AUFGABENSTELLUNG 1:
Schreiben Sie die Einträge unverändert ab, beginnend mit der Zeile, die „In this photo, each instance of the clasped“ enthält, und endend mit dem Schluss der Einträge.

VORLIEGENDER TEXT:
Montag, 29. April 2019

Resilienz

Predigt zur Konfirmation am Sonntag Quasimodogeniti, 28. April 2019, über Jesaja 40,26-31:

Hebt eure Augen in die Höhe und seht!
Wer hat dies geschaffen?
Er führt das Heer der Sterne vollzählig heraus
und ruft sie alle mit Namen;
seine Macht und starke Kraft ist so groß,
dass nicht eins von ihnen fehlt.
Warum sprichst du denn, Jakob,
und du, Israel, sagst:
»Mein Weg ist dem Herrn verborgen,
und mein Recht geht vor meinem Gott vorüber«?
Weißt du nicht? Hast du nicht gehört?
Der Herr, der ewige Gott, der die Enden der Erde geschaffen hat,
wird nicht müde noch matt,
sein Verstand ist unausforschlich.
Er gibt dem Müden Kraft,
und Stärke genug dem Unvermögenden.
Männer werden müde und matt,
und Jünglinge straucheln und fallen;
aber die auf den Herrn harren, kriegen neue Kraft,
dass sie auffahren mit Flügeln wie Adler,
dass sie laufen und nicht matt werden,
dass sie wandeln und nicht müde werden.


Liebe Konfirmanden,
liebe Gemeinde,

wer hat ihn sich nicht schon einmal gewünscht,
diesen extra Schub Energie!?
Wenn man nach einer langen, anstrengenden Mountainbike-Tour
gegen den Wind bergauf nach Hause radeln muss;
bei einem Handball- oder Fußballspiel, wenn es aufs Ende zugeht
und man schon so viel gelaufen ist, dass man kaum noch kann,
aber die Mannschaft noch ein Tor braucht oder eines verhindern muss:
da wäre es toll, wenn man plötzlich Flügel bekäme!

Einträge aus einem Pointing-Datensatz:
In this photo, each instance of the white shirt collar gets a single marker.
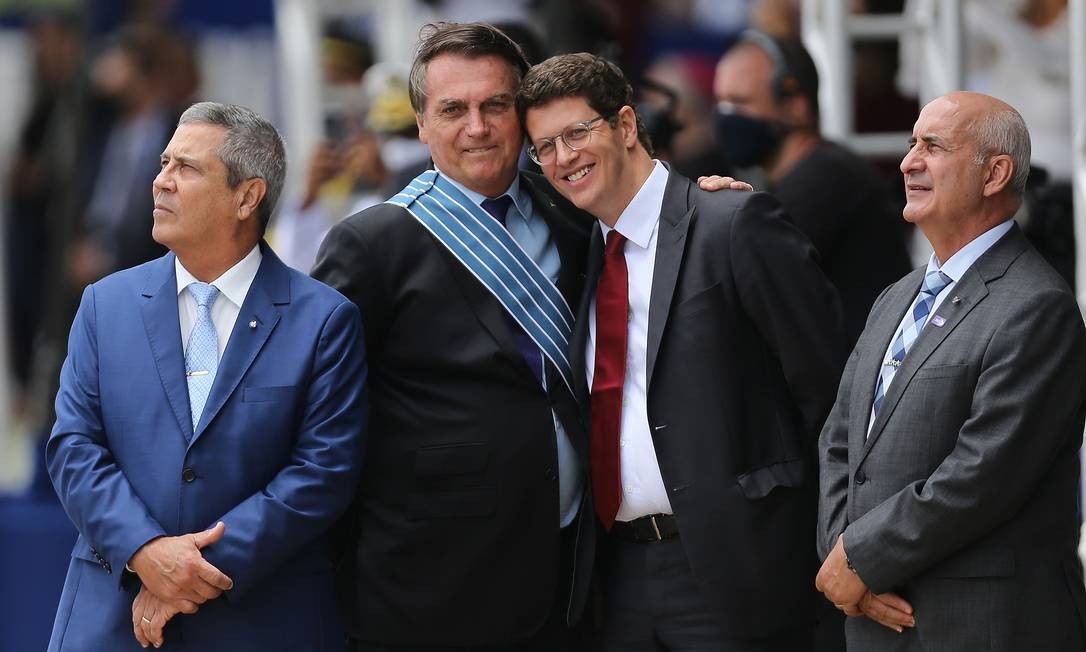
(642, 214)
(519, 200)
(234, 284)
(963, 259)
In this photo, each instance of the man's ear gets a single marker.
(1000, 168)
(250, 193)
(796, 111)
(422, 136)
(628, 124)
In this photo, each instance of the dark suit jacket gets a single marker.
(963, 497)
(274, 458)
(455, 538)
(840, 201)
(744, 350)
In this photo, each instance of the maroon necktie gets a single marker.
(613, 311)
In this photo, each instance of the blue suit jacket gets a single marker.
(275, 456)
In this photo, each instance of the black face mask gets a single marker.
(745, 141)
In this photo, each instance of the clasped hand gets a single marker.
(845, 588)
(176, 579)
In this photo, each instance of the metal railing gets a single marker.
(829, 30)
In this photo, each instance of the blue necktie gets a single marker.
(497, 208)
(908, 334)
(201, 358)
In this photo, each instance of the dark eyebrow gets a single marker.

AUFGABENSTELLUNG 2:
Nennen Sie alle Sportarten, die in der Predigt erwähnt werden.

ANTWORT 1:
In this photo, each instance of the clasped hand gets a single marker.
(845, 588)
(176, 579)
In this photo, each instance of the metal railing gets a single marker.
(829, 30)
In this photo, each instance of the blue necktie gets a single marker.
(497, 208)
(908, 334)
(201, 358)
In this photo, each instance of the dark eyebrow gets a single marker.

ANTWORT 2:
Mountainbiken, Handball, Fußball